WRITTEN REQUEST ▸ Each record is to be printed again precisely as it reads.

INPUT ▸

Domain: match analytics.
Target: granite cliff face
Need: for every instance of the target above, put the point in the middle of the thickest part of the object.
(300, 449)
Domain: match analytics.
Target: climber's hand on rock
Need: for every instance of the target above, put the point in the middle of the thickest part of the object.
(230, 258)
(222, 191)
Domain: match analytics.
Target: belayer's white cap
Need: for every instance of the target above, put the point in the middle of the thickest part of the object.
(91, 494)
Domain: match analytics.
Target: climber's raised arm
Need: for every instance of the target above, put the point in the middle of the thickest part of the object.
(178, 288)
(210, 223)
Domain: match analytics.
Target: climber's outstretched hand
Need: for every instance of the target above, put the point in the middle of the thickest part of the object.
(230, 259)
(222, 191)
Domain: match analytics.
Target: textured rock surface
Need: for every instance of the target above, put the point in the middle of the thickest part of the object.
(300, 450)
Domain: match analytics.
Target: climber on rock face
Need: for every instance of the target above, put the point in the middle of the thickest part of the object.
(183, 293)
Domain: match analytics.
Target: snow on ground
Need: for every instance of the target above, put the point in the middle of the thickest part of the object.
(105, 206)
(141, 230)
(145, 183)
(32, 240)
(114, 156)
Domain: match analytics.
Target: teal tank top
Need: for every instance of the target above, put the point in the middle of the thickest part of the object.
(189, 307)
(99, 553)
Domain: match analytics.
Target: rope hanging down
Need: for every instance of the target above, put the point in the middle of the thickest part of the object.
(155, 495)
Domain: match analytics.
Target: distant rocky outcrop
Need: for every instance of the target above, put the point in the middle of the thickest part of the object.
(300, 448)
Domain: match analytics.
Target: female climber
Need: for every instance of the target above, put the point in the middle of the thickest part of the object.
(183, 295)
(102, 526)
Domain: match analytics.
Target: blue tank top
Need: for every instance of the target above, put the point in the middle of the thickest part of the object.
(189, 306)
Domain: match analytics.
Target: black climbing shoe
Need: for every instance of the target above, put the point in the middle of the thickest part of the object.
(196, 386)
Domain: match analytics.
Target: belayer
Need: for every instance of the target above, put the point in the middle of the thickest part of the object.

EXPECTED OUTPUT ▸
Domain: match analytics.
Target: granite cliff face
Need: for every instance of the target above, put the point in the middle of the thickest part of the object.
(300, 449)
Domain: match analytics.
Target: climber's hand on rock
Need: for every instance of the target above, put the point in the middle of the thickest part of the object.
(230, 258)
(222, 191)
Domain: match analytics.
Target: belayer's white cap
Need: for every instance of the target above, put the point in the middle of the thickest part of the object.
(91, 494)
Domain: match analytics.
Target: climber's raised arm
Need: for every instance of the target above, put the point in the middle of the thickest part of the object.
(178, 288)
(210, 223)
Domain: match analytics.
Target: climber's outstretched hand
Need: for every instance of the target above, put the point in the middle of the thickest part of the object.
(230, 259)
(222, 191)
Domain: match analytics.
Target: textured rock surface
Need: for every instance of the target above, put the point in the middle of the thickest part of the object.
(300, 450)
Domain: match analytics.
Target: climber on rock face
Need: for every instance of the target above, put the point in the middle of the thickest part of the object.
(183, 293)
Domain: match analytics.
Target: snow on ground
Need: for every instance of the target above, put the point in the middle of the thickest part of the object.
(105, 206)
(141, 230)
(145, 183)
(32, 240)
(114, 156)
Domain: match analytics.
Target: teal tank top
Need: for every instance of the target above, put the point in the middle of the thickest part of the object.
(189, 307)
(99, 553)
Domain: match analytics.
Target: rope hanging down
Need: for every instance of the target above, put the point in the middle of the thickest part of the object.
(155, 495)
Domain: match analytics.
Target: distant rocky outcrop
Need: for every instance of the target above, put the point in the middle of the thickest part of the object.
(300, 448)
Domain: match analytics.
Target: female climber
Need: for every instance of the target above, put the point in the middle of the thickest part of the object.
(183, 295)
(102, 526)
Domain: match analytics.
Target: blue tank top
Need: for every instance of the target above, put the point in the middle of the thickest part of the object.
(189, 306)
Domain: match analytics.
Target: black climbing shoe
Need: for every instance of the target above, put the point in the middle of the thickest part of the object.
(196, 386)
Domain: match analytics.
Target: belayer
Need: for every instance of the target above, put the point in the middle of the thickest part of the object.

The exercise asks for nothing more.